▶ Set exercise: Reproduce verbatim the lines below, starting with the line that contains "If you could mark the pallet" and ending with the final line, both included, and nothing else.

▶ Records to use:

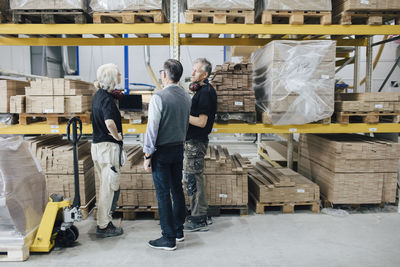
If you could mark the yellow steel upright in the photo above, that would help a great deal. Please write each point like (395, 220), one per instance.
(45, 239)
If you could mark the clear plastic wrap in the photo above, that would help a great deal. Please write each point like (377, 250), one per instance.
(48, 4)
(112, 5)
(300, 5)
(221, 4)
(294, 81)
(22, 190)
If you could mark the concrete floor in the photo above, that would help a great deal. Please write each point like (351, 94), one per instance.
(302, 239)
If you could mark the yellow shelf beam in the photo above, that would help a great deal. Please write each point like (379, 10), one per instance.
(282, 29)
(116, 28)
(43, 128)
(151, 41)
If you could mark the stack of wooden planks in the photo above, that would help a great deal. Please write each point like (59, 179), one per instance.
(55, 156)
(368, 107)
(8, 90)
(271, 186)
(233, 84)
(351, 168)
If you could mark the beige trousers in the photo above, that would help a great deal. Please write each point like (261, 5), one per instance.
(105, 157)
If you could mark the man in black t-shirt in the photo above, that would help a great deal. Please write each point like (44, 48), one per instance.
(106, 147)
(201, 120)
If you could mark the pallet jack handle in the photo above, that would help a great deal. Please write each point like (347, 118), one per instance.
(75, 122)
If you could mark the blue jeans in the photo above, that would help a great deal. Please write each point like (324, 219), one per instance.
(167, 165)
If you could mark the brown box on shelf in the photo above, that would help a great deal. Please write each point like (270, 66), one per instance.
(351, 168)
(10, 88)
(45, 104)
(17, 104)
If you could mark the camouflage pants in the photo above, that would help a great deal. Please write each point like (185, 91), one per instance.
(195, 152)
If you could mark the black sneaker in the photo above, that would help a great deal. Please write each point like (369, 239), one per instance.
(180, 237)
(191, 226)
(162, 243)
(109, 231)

▶ Solution to the problem:
If you could mark the pallet jack handle in the photo above, that would help a great deal. Please write each point like (347, 118), one per instance.
(75, 122)
If you could mark the blue jeans in the photo above, that would help a great deal. Please write each point like (324, 219), one per instance.
(167, 165)
If you could mark the brown box on shelf in the photo above, that would help a great deal. Please write each point like (270, 66), one per instance.
(351, 168)
(10, 88)
(45, 104)
(17, 104)
If you could mark the camouflage pants in the photo above, that would help a great deal. Please write each point like (185, 91), one per instance.
(195, 152)
If you could mark the black sneaker in the photo above, that would help a great deal. Please write each point like (369, 239), one per instance.
(180, 237)
(191, 226)
(162, 243)
(109, 231)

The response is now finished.